Sind wir auf dem Weg ins digitale Mittelalter?

Wer kennt das nicht: Lästernde und rüpelhafte Kommentare von Internetnutzern, die sich hinter der Anonymität fantasievoller Decknamen verbergen. Blogger, die für Meinungsmache zur Not auf begründete und recherchierte Argumente verzichten können. Das Szenario vom Untergang der Printmedien - ganz zu schweigen von der allgegenwärtigen Diskussion um das Urheberrecht, wenn nahezu alles kostenlos ins Netz gestellt und "downgeloadet" werden kann.
Für Markus Reiter ist es daher längst an der Zeit, ein Buch zu schreiben, das über die Schattenseiten des Internets zum Nachdenken anregen will: Seiner Ansicht nach leiste es nicht nur einem rüpelhaften Umgangston und getwitterten Kurztexten Vorschub. Vielmehr geht es dem Autor darum zu zeigen, dass wichtige Errungenschaften unserer Kultur, wie Bildung, Produktivität und politischer Dialog, auf dem Spiel stehen.

- VORLIEGENDE ANGABEN -

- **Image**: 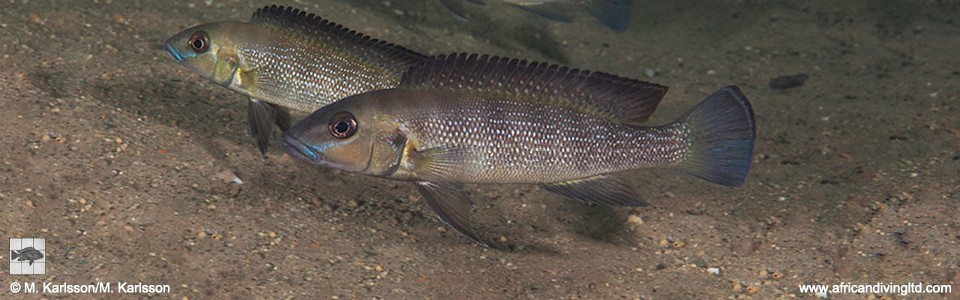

- ZU ERLEDIGEN -
Setze den Text über Markus Reiters Buch zu den Schattenseiten des Internets im Anschluss an seinen letzten Satz fort.

- ENDERGEBNIS -
Autor

Der Diplom-Politologe Markus Reiter hat eine abwechslungsreiche Vita vorzuweisen: Als "Medienberater, Schreibtrainer und freier Journalist"– wie er sich selber nennt – hat er für mehrere namhafte deutsche Tageszeitungen, eine PR-Agentur und das Reader's Digest Deutschland Magazin gearbeitet, teilweise in leitender Funktion. Zurzeit ist er als Dozent in der Aus- und Weiterbildung von Journalisten an mehreren Journalisten-Akademien tätig und betreibt die Agentur klardeutsch nebst eigenem Blog. Reiter hat mehrere Bücher zu den Themen professionelles Schreiben, mediale Öffentlichkeitsarbeit sowie jüngst vermehrt zum öffentlichen Sprachstil verfasst.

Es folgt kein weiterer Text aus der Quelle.